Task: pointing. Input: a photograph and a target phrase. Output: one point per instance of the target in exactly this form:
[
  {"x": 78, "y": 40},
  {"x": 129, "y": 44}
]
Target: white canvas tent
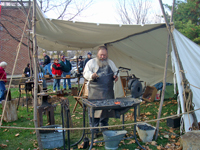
[{"x": 140, "y": 48}]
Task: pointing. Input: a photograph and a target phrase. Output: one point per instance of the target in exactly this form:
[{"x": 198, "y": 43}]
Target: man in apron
[{"x": 101, "y": 75}]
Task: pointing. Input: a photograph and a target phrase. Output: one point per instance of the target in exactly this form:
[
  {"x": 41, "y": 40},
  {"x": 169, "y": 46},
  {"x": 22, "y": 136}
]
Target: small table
[{"x": 122, "y": 103}]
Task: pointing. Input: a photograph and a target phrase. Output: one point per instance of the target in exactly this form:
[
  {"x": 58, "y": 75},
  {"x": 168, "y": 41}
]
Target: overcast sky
[{"x": 104, "y": 11}]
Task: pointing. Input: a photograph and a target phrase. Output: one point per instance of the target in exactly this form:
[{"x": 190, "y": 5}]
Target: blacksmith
[{"x": 101, "y": 75}]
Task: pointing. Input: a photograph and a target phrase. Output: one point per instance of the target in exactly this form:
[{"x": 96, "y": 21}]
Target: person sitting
[
  {"x": 27, "y": 70},
  {"x": 56, "y": 71},
  {"x": 101, "y": 74},
  {"x": 89, "y": 56}
]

----

About this exercise: Across all the lines above, repeat the wording exactly and omit the pictures.

Task result:
Task: pointing. Input: a photograph and a target phrase. Output: one point per instance of the target in exactly this form:
[
  {"x": 78, "y": 40},
  {"x": 129, "y": 44}
]
Target: white canvas tent
[{"x": 140, "y": 48}]
Task: pointing. Input: a photograph and a target phrase. Output: one point per instance of the target in exactly this form:
[{"x": 198, "y": 43}]
Target: man in apron
[{"x": 101, "y": 75}]
Task: pointing. Input: a photograph and a target phrase. Output: one point per instance of the target in exactly this form:
[
  {"x": 41, "y": 40},
  {"x": 169, "y": 46},
  {"x": 22, "y": 136}
]
Target: small table
[{"x": 122, "y": 103}]
Task: pointing. Input: a photograph and a target phrase. Output: one point per instance of the target in exactly this form:
[
  {"x": 58, "y": 75},
  {"x": 168, "y": 41}
]
Target: overcast sky
[{"x": 104, "y": 11}]
Task: pointing. Input: a photograph and a target phrase. Output: one point per instance of the target in exactly this form:
[{"x": 190, "y": 5}]
Target: blacksmith
[{"x": 101, "y": 75}]
Task: pointing. Input: a photograph and a target phrase. Output: one point per instance of the target in exactly this form:
[{"x": 96, "y": 21}]
Target: person sitting
[
  {"x": 27, "y": 70},
  {"x": 56, "y": 71},
  {"x": 101, "y": 74},
  {"x": 89, "y": 56}
]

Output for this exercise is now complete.